## [Directive]
Identify every line below that contains the word "bagpipe" and copy each of those lines in full.

## [Dataset rows]
————

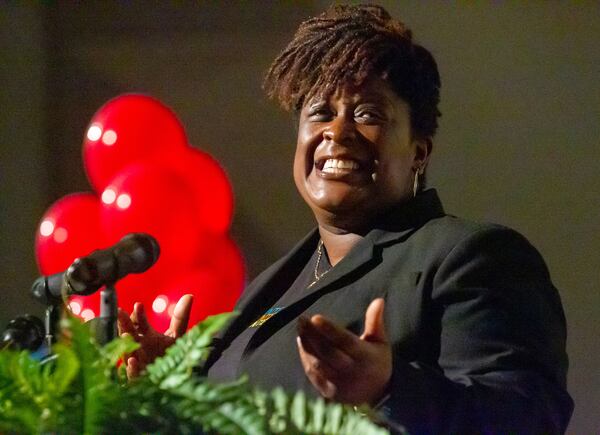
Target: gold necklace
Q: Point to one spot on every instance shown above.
(316, 271)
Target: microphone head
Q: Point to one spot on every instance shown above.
(135, 253)
(47, 289)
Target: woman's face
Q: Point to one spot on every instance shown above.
(356, 154)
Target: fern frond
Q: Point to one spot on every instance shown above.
(176, 366)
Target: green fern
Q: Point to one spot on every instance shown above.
(79, 391)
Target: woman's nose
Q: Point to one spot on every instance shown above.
(339, 130)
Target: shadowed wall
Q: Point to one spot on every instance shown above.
(519, 140)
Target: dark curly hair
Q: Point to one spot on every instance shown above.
(348, 44)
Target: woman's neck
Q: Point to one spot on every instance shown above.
(337, 242)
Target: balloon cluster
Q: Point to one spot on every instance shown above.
(148, 179)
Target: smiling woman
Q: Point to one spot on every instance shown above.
(444, 325)
(356, 151)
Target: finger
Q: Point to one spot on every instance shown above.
(321, 347)
(374, 322)
(126, 356)
(316, 371)
(341, 338)
(132, 368)
(139, 319)
(180, 317)
(124, 323)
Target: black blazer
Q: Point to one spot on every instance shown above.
(476, 326)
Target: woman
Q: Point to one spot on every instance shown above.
(445, 325)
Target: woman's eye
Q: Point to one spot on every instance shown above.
(368, 115)
(319, 112)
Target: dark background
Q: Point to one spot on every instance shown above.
(519, 141)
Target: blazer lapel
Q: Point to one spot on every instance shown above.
(264, 292)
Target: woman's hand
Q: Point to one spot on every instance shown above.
(342, 366)
(153, 343)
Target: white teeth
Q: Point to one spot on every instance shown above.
(332, 166)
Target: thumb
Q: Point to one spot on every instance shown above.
(180, 317)
(374, 324)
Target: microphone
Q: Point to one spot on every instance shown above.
(23, 332)
(134, 253)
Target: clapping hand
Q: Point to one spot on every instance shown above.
(152, 343)
(345, 367)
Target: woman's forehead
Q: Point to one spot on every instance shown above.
(376, 90)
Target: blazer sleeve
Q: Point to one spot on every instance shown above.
(502, 362)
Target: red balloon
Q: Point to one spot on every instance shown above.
(128, 129)
(150, 199)
(70, 228)
(216, 286)
(211, 187)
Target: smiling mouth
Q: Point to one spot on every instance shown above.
(338, 166)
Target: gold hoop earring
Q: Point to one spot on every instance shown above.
(416, 182)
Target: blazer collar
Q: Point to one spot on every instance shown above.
(266, 289)
(392, 226)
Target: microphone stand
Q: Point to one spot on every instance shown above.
(106, 327)
(51, 320)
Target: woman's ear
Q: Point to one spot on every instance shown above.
(422, 153)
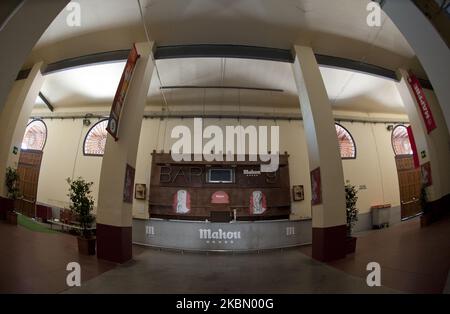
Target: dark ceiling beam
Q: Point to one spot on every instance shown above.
(45, 100)
(221, 87)
(336, 62)
(223, 51)
(96, 58)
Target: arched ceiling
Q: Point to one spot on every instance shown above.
(92, 88)
(330, 27)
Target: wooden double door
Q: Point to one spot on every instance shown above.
(409, 179)
(28, 169)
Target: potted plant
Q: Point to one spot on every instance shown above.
(352, 216)
(426, 217)
(13, 193)
(82, 204)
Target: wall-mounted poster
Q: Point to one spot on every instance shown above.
(298, 193)
(220, 197)
(182, 202)
(119, 98)
(128, 184)
(426, 174)
(140, 190)
(258, 204)
(316, 187)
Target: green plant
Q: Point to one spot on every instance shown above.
(12, 183)
(82, 203)
(352, 212)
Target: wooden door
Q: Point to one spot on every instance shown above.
(28, 169)
(409, 180)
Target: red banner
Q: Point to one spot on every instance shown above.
(422, 102)
(119, 98)
(316, 187)
(412, 141)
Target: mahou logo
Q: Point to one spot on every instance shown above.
(208, 234)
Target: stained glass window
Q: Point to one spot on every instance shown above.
(95, 141)
(35, 135)
(400, 141)
(346, 144)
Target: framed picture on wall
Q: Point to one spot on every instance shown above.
(140, 190)
(298, 193)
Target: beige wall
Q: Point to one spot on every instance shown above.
(63, 157)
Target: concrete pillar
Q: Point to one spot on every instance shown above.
(114, 216)
(435, 144)
(20, 32)
(430, 48)
(14, 119)
(329, 217)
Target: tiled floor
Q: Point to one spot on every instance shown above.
(412, 260)
(278, 271)
(35, 262)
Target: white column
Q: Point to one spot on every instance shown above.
(114, 216)
(329, 217)
(14, 119)
(435, 144)
(427, 43)
(18, 36)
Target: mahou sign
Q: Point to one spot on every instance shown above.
(422, 101)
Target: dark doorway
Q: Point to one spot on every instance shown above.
(28, 169)
(409, 181)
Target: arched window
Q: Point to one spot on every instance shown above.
(95, 140)
(346, 143)
(35, 135)
(400, 141)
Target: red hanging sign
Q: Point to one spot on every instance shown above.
(412, 142)
(422, 102)
(119, 98)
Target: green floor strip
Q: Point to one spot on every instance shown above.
(32, 225)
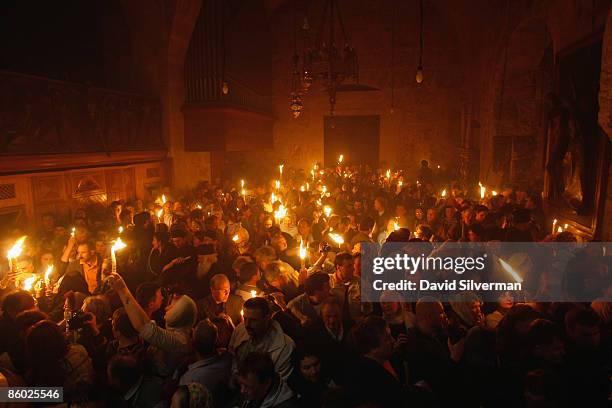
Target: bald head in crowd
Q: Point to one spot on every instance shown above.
(220, 288)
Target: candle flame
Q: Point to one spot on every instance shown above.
(48, 273)
(281, 212)
(16, 249)
(29, 282)
(517, 278)
(337, 238)
(483, 190)
(119, 244)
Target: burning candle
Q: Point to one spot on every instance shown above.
(28, 283)
(337, 239)
(517, 278)
(280, 213)
(302, 254)
(118, 245)
(48, 274)
(14, 253)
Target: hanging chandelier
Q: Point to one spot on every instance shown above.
(325, 61)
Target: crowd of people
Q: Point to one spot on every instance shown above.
(234, 297)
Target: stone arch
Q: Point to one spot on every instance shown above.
(525, 75)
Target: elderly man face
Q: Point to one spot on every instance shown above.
(84, 253)
(332, 317)
(220, 290)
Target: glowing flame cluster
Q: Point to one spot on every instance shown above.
(118, 245)
(517, 278)
(16, 249)
(281, 212)
(28, 283)
(48, 273)
(337, 238)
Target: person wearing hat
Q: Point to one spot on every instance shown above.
(181, 272)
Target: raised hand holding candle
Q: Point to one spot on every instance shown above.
(302, 254)
(118, 245)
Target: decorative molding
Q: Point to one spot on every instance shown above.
(36, 163)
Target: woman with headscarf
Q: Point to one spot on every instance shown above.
(167, 346)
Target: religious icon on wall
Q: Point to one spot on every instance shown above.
(565, 162)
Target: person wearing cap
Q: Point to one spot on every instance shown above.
(169, 346)
(522, 229)
(181, 272)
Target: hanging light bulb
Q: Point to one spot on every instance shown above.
(419, 75)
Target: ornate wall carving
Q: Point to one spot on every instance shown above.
(42, 116)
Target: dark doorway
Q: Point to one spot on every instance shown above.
(355, 137)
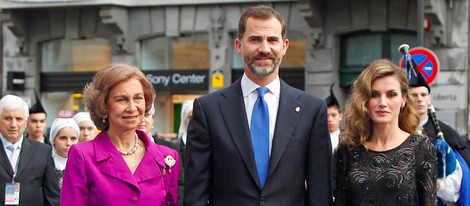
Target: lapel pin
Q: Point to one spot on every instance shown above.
(170, 161)
(297, 109)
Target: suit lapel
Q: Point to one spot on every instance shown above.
(4, 160)
(153, 161)
(235, 116)
(27, 152)
(110, 161)
(287, 118)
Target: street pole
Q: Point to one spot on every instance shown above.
(420, 24)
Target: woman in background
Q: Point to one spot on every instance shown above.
(64, 133)
(381, 159)
(121, 166)
(186, 114)
(86, 125)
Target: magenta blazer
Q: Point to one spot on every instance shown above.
(96, 174)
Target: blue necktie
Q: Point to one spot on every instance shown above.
(260, 135)
(15, 153)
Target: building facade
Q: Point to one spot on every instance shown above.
(186, 47)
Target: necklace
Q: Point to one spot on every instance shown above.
(132, 151)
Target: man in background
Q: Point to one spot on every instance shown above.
(26, 165)
(37, 122)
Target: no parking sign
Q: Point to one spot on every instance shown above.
(426, 61)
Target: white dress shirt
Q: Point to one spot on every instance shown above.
(250, 95)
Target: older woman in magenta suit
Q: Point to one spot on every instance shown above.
(120, 166)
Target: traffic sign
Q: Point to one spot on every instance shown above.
(426, 61)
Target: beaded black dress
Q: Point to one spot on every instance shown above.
(405, 175)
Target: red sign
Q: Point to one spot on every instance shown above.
(426, 61)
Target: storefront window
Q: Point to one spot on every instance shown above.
(75, 55)
(361, 48)
(189, 51)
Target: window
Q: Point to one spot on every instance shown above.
(189, 51)
(75, 55)
(361, 48)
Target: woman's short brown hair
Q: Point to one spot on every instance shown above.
(96, 93)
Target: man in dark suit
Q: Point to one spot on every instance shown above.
(25, 163)
(228, 149)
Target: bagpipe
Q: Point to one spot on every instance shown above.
(446, 157)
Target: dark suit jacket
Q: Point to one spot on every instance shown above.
(220, 167)
(451, 136)
(38, 181)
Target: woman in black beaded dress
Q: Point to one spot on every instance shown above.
(381, 159)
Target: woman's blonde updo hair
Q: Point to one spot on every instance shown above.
(96, 93)
(358, 123)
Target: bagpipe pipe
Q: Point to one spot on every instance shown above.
(446, 157)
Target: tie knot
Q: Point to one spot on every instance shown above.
(262, 91)
(11, 148)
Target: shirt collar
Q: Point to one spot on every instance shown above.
(422, 123)
(6, 143)
(249, 86)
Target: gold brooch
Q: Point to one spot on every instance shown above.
(170, 161)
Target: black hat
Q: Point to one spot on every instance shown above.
(415, 79)
(37, 107)
(331, 100)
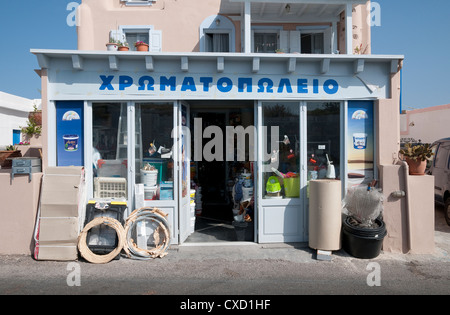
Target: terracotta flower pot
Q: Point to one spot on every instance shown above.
(142, 47)
(416, 167)
(36, 117)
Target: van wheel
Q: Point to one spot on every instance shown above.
(447, 210)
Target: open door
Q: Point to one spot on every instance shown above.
(186, 216)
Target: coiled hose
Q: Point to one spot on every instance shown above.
(160, 237)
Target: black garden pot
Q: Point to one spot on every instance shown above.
(363, 243)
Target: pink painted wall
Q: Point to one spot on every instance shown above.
(179, 20)
(426, 124)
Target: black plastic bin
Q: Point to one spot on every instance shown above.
(244, 231)
(363, 243)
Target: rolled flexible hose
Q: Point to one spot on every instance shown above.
(161, 243)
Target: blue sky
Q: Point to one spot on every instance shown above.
(416, 29)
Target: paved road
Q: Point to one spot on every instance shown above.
(287, 269)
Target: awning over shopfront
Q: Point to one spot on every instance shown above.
(94, 75)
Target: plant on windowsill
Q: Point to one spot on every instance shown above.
(417, 156)
(112, 45)
(123, 46)
(141, 46)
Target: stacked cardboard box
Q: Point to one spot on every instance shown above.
(61, 214)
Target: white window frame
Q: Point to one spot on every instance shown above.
(328, 41)
(143, 29)
(154, 36)
(224, 26)
(266, 30)
(139, 2)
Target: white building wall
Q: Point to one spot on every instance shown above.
(14, 112)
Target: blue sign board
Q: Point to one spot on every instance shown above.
(69, 133)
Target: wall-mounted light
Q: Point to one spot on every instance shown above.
(287, 8)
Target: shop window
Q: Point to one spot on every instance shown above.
(109, 158)
(16, 136)
(133, 37)
(312, 43)
(281, 155)
(154, 156)
(323, 140)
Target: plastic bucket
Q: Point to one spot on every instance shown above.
(150, 193)
(149, 178)
(292, 187)
(360, 141)
(71, 142)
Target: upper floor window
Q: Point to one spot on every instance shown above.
(312, 43)
(217, 34)
(305, 40)
(133, 33)
(265, 42)
(217, 42)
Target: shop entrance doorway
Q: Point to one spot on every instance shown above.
(217, 175)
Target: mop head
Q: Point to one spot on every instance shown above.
(364, 205)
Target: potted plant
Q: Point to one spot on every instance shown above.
(141, 46)
(417, 156)
(9, 152)
(112, 45)
(123, 46)
(363, 228)
(36, 116)
(33, 128)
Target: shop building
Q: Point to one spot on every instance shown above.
(212, 67)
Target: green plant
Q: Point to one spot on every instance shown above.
(419, 152)
(32, 128)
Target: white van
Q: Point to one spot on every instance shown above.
(440, 169)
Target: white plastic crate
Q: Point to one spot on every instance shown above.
(112, 168)
(110, 187)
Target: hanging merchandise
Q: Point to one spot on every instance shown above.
(331, 173)
(152, 148)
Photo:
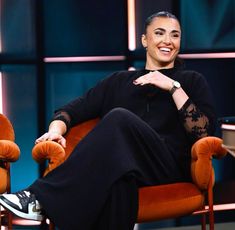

————

## [Solution]
Target: bagpipe
Target: bagpipe pipe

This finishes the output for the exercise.